▶ _Dataset entries_

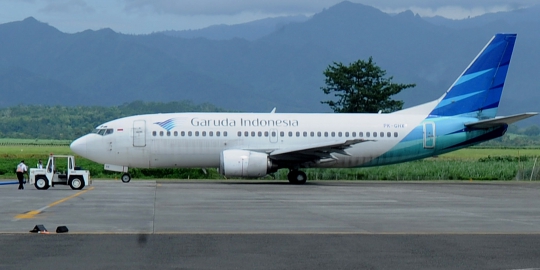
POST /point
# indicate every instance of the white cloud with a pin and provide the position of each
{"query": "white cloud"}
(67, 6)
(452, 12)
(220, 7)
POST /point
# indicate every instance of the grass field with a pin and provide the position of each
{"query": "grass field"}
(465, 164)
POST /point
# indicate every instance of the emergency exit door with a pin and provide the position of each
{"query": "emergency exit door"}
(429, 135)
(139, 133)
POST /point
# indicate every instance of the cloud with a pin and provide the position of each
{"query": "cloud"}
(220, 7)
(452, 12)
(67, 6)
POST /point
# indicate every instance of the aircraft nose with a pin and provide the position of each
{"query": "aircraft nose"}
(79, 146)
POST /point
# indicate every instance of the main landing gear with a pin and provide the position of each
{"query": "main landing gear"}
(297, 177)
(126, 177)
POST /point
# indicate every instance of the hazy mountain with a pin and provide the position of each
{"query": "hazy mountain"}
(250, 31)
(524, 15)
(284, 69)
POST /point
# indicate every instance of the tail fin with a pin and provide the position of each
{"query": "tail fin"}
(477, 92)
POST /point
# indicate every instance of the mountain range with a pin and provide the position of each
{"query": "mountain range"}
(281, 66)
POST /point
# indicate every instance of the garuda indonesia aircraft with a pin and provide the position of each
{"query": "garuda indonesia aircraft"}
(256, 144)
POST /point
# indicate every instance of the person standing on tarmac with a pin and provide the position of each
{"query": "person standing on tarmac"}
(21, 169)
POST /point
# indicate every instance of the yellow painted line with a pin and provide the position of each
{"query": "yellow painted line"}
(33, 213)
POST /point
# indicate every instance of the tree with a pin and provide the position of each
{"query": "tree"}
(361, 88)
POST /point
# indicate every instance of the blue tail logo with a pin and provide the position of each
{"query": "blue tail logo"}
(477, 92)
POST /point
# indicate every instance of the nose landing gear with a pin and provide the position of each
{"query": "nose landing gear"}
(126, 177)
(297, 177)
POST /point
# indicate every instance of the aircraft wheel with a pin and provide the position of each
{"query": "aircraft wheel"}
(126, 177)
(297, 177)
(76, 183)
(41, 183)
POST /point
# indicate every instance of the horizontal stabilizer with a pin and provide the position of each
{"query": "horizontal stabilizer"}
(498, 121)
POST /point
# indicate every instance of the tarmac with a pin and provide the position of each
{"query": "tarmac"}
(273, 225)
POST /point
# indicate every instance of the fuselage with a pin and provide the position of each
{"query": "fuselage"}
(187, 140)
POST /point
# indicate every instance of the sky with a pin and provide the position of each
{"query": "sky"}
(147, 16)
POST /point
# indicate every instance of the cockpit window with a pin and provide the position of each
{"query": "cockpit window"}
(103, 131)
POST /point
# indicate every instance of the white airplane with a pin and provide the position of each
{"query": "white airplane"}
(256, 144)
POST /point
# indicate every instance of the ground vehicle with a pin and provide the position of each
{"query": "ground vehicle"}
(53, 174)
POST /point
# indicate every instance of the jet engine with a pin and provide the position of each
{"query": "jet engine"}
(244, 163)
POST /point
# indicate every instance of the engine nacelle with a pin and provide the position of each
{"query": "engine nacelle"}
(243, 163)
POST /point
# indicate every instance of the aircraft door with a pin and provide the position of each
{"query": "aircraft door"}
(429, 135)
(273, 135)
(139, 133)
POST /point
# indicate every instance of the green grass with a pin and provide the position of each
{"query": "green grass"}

▶ _WHAT YOU NEED TO DO_
What lines in the records contain the word "green"? Return each one.

▶ _RESULT_
# indicate every instance of the green grass with a pin and provide the position of each
{"query": "green grass"}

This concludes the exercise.